[PROBLEM TO SOLVE]: Extract the final stretch of the data: the line that contains "For every instance of the curved" and every line after it, unaltered, and no other lines.

▼

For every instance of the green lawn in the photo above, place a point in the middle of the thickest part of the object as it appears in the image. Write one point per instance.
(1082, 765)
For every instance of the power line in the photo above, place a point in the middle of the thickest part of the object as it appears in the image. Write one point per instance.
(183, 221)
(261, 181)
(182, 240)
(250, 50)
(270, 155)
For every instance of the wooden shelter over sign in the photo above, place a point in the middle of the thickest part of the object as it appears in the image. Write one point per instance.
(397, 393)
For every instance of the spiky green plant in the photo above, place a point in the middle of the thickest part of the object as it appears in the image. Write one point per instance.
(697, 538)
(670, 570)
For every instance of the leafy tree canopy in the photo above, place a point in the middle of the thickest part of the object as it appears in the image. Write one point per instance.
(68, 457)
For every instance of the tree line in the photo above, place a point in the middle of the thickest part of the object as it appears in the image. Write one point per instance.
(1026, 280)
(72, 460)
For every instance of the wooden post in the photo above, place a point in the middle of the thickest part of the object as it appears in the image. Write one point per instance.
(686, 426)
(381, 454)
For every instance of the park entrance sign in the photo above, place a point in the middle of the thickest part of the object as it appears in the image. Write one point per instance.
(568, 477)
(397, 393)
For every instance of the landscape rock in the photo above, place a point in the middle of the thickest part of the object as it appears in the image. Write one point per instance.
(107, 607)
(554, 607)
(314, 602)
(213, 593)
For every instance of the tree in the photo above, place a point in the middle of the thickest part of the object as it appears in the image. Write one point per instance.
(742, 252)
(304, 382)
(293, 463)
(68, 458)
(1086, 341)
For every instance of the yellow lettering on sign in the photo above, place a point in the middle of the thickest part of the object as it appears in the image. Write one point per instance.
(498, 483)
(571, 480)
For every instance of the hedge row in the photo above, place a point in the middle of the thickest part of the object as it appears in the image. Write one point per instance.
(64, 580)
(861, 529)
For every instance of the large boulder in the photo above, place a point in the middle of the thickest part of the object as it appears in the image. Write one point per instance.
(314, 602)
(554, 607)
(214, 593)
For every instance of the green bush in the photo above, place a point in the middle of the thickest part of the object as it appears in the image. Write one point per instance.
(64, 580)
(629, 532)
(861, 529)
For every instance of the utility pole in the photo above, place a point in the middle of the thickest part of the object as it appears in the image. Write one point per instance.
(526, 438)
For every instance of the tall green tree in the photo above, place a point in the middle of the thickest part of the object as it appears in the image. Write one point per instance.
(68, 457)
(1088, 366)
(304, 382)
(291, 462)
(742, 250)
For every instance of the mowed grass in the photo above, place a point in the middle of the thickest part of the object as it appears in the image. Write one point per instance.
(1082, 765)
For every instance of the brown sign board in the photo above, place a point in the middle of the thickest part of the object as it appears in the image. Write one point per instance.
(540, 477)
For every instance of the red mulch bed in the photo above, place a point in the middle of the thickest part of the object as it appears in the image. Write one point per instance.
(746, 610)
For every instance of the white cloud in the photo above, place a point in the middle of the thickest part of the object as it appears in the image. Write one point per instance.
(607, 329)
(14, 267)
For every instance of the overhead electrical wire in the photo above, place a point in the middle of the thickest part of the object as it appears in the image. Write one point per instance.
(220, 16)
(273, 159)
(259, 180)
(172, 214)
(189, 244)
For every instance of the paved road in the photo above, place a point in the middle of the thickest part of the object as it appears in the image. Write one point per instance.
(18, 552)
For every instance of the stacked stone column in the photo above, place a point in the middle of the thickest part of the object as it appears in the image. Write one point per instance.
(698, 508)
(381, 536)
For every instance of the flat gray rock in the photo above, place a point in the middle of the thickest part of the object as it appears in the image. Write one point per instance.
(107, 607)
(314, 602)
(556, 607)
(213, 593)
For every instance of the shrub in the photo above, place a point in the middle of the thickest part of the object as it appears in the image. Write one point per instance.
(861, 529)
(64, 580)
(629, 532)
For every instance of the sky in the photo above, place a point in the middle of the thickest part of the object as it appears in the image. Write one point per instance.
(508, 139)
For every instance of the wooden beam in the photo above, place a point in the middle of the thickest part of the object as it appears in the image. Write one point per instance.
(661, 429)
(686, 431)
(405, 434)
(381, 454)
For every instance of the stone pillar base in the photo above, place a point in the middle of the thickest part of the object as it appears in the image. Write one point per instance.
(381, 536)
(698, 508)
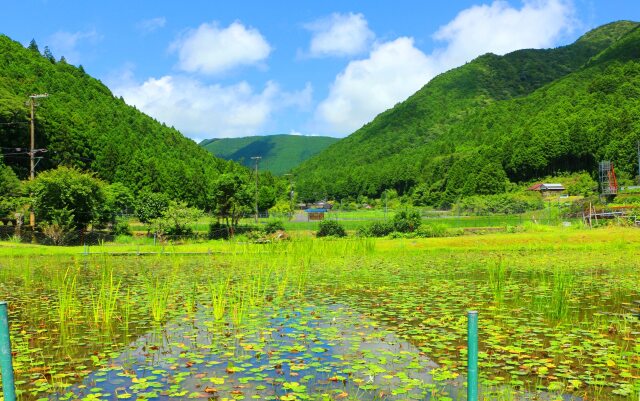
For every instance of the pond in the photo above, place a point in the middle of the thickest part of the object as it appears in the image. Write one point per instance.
(293, 323)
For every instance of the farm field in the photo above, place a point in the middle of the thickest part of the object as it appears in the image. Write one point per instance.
(355, 319)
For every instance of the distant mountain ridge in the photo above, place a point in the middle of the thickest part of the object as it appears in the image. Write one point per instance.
(496, 119)
(280, 153)
(83, 125)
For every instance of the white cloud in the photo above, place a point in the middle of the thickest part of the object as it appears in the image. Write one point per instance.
(210, 49)
(394, 70)
(66, 44)
(152, 24)
(499, 28)
(340, 35)
(207, 111)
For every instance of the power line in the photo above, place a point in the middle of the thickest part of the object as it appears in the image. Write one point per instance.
(257, 159)
(32, 102)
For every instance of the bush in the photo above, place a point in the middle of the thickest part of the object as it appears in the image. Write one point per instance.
(376, 229)
(273, 226)
(407, 220)
(66, 199)
(218, 230)
(176, 220)
(122, 228)
(511, 203)
(433, 231)
(331, 228)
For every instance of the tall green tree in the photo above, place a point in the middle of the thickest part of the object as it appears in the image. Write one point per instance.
(67, 197)
(233, 198)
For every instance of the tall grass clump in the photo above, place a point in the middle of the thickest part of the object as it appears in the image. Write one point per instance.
(158, 293)
(560, 294)
(67, 297)
(498, 276)
(104, 299)
(219, 298)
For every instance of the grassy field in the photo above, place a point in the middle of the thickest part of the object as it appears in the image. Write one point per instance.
(353, 220)
(329, 319)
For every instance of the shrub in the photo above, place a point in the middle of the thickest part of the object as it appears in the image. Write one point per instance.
(376, 229)
(331, 228)
(122, 228)
(176, 219)
(433, 231)
(273, 226)
(218, 230)
(66, 199)
(407, 220)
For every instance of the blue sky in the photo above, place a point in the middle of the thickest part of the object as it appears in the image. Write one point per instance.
(224, 69)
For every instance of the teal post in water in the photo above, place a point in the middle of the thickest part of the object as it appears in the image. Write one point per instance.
(6, 365)
(472, 356)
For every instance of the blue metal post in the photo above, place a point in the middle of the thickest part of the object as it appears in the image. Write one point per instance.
(472, 356)
(6, 365)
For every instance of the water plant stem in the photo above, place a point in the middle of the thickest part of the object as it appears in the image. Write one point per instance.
(472, 356)
(6, 364)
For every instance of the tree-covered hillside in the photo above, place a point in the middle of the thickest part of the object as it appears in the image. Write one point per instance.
(280, 153)
(81, 124)
(515, 117)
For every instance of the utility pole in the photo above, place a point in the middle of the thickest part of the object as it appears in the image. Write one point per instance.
(385, 204)
(291, 194)
(32, 150)
(257, 159)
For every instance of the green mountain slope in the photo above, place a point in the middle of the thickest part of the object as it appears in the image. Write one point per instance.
(82, 124)
(280, 153)
(516, 116)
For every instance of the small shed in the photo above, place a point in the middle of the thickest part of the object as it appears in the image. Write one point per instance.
(547, 188)
(315, 214)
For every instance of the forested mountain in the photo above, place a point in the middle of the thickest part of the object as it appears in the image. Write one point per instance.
(280, 153)
(516, 117)
(82, 124)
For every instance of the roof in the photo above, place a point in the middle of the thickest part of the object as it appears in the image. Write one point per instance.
(552, 187)
(546, 187)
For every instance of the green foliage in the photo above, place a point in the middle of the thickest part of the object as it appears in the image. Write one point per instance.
(67, 197)
(176, 219)
(376, 229)
(11, 191)
(469, 131)
(509, 203)
(331, 228)
(273, 226)
(118, 201)
(581, 184)
(280, 153)
(150, 206)
(406, 221)
(234, 197)
(83, 125)
(436, 231)
(218, 230)
(121, 227)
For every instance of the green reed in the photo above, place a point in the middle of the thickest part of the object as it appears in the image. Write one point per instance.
(158, 294)
(105, 297)
(67, 296)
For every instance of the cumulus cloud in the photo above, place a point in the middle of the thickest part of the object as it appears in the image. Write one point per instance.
(499, 28)
(67, 44)
(396, 69)
(210, 110)
(210, 49)
(393, 71)
(152, 24)
(340, 35)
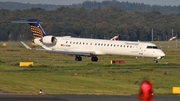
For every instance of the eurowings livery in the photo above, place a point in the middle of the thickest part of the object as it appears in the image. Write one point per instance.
(90, 47)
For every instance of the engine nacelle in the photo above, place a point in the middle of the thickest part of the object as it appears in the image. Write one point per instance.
(49, 40)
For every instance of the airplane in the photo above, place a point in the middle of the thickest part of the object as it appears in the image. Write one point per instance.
(89, 47)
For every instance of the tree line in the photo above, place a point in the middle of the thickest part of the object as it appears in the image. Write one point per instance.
(126, 6)
(101, 23)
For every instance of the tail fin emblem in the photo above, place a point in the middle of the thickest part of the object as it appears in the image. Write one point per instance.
(37, 32)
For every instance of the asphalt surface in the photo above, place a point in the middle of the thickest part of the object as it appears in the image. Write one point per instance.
(81, 98)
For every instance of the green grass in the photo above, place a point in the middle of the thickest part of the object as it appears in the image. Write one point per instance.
(54, 73)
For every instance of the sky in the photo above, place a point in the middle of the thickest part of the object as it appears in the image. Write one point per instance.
(68, 2)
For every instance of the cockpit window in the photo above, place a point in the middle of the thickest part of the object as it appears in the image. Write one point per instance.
(152, 47)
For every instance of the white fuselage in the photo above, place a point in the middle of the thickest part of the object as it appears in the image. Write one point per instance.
(108, 47)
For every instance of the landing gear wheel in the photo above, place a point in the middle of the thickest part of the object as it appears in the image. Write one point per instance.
(78, 58)
(94, 59)
(155, 60)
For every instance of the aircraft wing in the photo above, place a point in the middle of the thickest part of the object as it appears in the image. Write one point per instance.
(70, 52)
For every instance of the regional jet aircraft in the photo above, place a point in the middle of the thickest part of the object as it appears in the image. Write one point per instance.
(90, 47)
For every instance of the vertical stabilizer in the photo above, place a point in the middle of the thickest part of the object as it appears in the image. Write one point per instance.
(35, 27)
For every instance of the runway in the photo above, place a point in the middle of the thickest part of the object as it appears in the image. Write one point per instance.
(80, 98)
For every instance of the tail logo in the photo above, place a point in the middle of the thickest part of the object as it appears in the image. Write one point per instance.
(37, 32)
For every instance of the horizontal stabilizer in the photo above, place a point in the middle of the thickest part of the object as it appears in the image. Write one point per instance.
(26, 45)
(24, 21)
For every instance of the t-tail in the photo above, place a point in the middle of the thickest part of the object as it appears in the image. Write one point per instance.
(35, 27)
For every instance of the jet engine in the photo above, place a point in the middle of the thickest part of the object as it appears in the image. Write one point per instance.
(49, 40)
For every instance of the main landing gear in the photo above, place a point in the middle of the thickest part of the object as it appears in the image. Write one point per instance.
(155, 60)
(93, 58)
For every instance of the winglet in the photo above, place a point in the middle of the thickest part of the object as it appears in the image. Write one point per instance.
(26, 45)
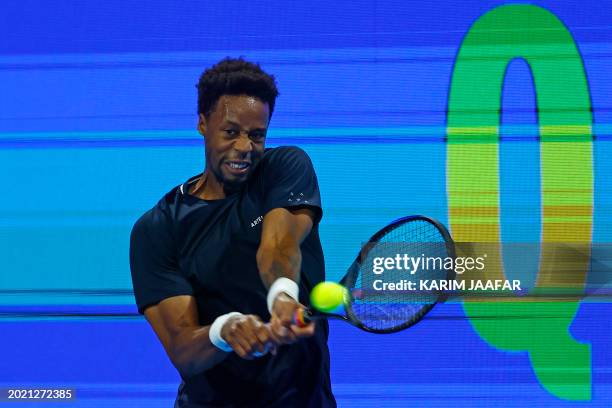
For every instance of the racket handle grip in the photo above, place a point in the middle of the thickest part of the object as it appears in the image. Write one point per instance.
(301, 317)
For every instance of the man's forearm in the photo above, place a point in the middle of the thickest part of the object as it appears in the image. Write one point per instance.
(282, 260)
(192, 351)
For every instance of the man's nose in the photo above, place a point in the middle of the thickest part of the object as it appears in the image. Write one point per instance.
(244, 144)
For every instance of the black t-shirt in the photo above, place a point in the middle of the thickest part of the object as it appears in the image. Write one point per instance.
(206, 248)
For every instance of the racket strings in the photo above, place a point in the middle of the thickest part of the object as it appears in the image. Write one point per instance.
(412, 252)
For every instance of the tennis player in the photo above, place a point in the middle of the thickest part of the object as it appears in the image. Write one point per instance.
(223, 260)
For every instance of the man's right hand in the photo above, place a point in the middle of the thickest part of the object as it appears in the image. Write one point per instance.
(248, 335)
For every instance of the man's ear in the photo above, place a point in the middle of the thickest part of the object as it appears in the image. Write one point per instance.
(202, 124)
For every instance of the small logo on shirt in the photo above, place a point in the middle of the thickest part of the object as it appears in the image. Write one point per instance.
(256, 221)
(295, 197)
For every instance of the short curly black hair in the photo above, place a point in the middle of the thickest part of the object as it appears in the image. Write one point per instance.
(235, 76)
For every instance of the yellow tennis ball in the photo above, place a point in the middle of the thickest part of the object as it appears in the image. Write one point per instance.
(328, 296)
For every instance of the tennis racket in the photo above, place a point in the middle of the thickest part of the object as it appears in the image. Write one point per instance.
(387, 302)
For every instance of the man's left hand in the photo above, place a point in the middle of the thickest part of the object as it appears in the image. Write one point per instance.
(282, 320)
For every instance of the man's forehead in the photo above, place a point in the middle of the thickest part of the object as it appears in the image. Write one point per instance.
(241, 105)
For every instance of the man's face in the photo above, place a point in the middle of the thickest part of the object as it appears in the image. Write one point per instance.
(235, 135)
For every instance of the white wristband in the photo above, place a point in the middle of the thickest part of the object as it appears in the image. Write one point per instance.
(214, 333)
(285, 285)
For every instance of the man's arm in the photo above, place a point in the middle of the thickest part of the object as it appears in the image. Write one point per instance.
(279, 256)
(175, 321)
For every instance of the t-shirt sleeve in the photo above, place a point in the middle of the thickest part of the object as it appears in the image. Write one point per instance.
(290, 181)
(154, 262)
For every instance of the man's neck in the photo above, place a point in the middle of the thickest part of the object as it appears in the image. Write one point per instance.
(209, 188)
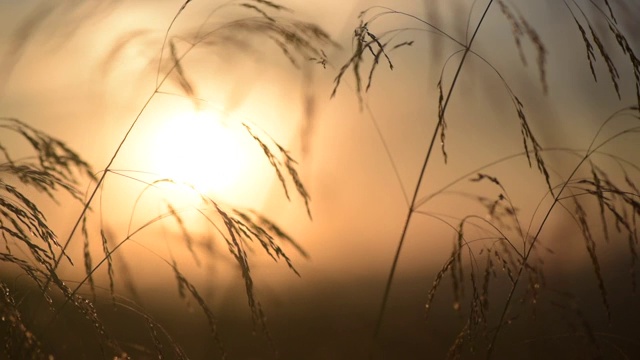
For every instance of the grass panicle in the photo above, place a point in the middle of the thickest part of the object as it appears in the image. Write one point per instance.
(512, 246)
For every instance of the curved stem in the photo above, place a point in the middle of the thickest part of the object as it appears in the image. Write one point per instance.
(427, 157)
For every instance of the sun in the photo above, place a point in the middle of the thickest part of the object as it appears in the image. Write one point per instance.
(204, 149)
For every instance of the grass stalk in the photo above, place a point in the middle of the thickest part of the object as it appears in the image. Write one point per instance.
(412, 209)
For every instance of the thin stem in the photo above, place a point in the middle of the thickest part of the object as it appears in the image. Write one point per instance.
(412, 209)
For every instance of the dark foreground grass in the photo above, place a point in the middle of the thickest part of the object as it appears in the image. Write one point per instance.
(510, 247)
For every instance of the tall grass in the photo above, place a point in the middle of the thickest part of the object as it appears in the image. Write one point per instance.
(511, 248)
(33, 248)
(496, 267)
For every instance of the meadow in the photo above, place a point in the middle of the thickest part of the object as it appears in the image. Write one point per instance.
(246, 179)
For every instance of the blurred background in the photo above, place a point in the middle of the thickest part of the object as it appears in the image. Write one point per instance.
(82, 71)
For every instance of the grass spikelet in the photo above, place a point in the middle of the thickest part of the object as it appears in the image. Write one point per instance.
(606, 2)
(272, 159)
(259, 11)
(273, 5)
(527, 136)
(185, 233)
(516, 29)
(252, 230)
(88, 266)
(520, 27)
(184, 83)
(107, 255)
(32, 272)
(591, 57)
(19, 341)
(489, 271)
(272, 228)
(540, 50)
(613, 71)
(290, 164)
(157, 344)
(441, 119)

▲

[FULL ANSWER]:
For every instance of the curved stem in the photo above, place a point in the middle of the thickest part of the object as it appears in the image. Write one point per instance.
(427, 157)
For every instance of the sun in the photo above, place a point in the middle of the thickest part of the object as it appears in the image. Write one point per instance.
(204, 149)
For every instance of the grass stalk in the photo above, place a point in the middle of the thickest part of the object as it appears in the image. Write one point per instance.
(412, 209)
For every instance of the thin stem in the photo above, place a point in the middle of the thickest part of the object as it appears in the image. Write one point per instance.
(412, 209)
For every instance of the dark foreground grass in the photo above, place a point in the middle of the thickest part of the object as it appears in the image. Write one point per instance.
(510, 247)
For every instance of the tall grass in the photo above, place a point in the middle of the thickest part of the object as it appears in the image. Write one point per instance.
(511, 248)
(33, 248)
(496, 267)
For every instance of the meadow in the photo above, place a point in the middle of the thickest part of the object as it appears in the image. Write one point per instance.
(246, 179)
For every instance of the blurred background in the photo above, place a point in the middle of the thickest part of the object as it appears in the image. Write one point per instance.
(82, 71)
For every instance of the grass spikelet in the photo above, place a point in the middle of the thickest part of the object as it appears in the image. Write one point per instance.
(606, 2)
(272, 159)
(259, 11)
(273, 5)
(527, 136)
(185, 233)
(516, 29)
(252, 230)
(88, 266)
(520, 27)
(184, 83)
(107, 255)
(32, 272)
(591, 57)
(19, 341)
(489, 271)
(272, 228)
(540, 50)
(613, 71)
(290, 164)
(157, 344)
(441, 119)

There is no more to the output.